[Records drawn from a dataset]
* * *
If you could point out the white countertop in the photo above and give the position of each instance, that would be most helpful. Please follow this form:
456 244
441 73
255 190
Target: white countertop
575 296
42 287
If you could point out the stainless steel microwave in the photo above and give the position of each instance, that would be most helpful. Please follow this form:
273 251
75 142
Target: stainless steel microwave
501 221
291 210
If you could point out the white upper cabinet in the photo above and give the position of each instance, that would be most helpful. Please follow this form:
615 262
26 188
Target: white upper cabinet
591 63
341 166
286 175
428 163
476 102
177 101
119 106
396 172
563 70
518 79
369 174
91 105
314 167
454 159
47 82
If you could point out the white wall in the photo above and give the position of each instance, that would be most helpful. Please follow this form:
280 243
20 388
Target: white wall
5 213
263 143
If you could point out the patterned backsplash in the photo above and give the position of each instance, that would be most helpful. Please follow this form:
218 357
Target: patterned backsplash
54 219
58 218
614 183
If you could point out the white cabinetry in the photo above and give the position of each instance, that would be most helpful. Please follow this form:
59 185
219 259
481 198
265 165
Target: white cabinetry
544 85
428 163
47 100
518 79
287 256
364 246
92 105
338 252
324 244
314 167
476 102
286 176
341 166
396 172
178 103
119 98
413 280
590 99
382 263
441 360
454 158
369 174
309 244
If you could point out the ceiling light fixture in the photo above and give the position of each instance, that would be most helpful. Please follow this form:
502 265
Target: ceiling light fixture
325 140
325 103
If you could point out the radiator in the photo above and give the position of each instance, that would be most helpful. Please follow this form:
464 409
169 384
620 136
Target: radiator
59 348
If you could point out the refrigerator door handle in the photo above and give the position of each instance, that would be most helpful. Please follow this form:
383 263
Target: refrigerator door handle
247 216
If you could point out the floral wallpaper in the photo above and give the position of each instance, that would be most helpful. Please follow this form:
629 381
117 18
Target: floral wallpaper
* * *
All entries must come back exactly as they were written.

If you could point out the white countertop in the photo above and give the position of each instance, that would be most helpful. Please follow this form:
456 244
441 73
255 190
Target: white countertop
575 296
42 287
If you could point out the stainless steel microwave in the photo above and give the position of each instance, that would be most helpful. Please follow this form:
273 251
75 142
Target: stainless steel microwave
501 221
291 210
If you could point out the white upper cabinet in the photo above and give the position of each instance, that would be most helpful. Please follow this form:
615 262
26 188
Target: white upper cabinet
591 63
341 166
286 175
428 163
476 102
177 101
119 106
396 172
563 70
518 79
369 174
91 105
314 167
454 159
47 82
If you could point out the white wall in the photo above and give the position of each instance, that would be most helpful. Please follow this form:
280 243
20 388
Target: white wall
5 213
263 143
If you could point out the patterned backsplash in the photo above and give the position of each instance, that would be most helpful. Please follow this form:
218 357
Target: patterned backsplash
54 219
58 218
614 183
If you could point out the white cabinetry in the photo above and give the position of each instance, that would be most helpful. Please follow this form:
59 185
219 259
481 198
265 165
Target: white cabinetry
544 85
428 163
47 100
518 79
287 256
364 246
92 105
338 252
324 244
314 167
476 102
286 176
341 166
396 172
178 103
119 98
413 280
590 99
382 263
441 360
454 158
369 174
309 244
If you could point out the ceiling light fixture in the photo above and give the position of each instance, that would be most helpful. Please follow this form:
502 265
Target: ceiling light fixture
325 140
325 103
If you could point out the radiator in the photo above and give the position of each instance, that would be most helpful. Please follow this form:
464 409
169 384
620 136
Target: radiator
59 348
If you could point out the refrigerator door handle in the photo above and give the position of each instance, that would be most helpful. Please follow this form:
383 263
Target: refrigerator door handle
247 216
If you could point out the floral wallpaper in the photo above and give the position of each instance, that would be most helpful. Please follow this form:
629 381
117 18
Target: floral wallpaper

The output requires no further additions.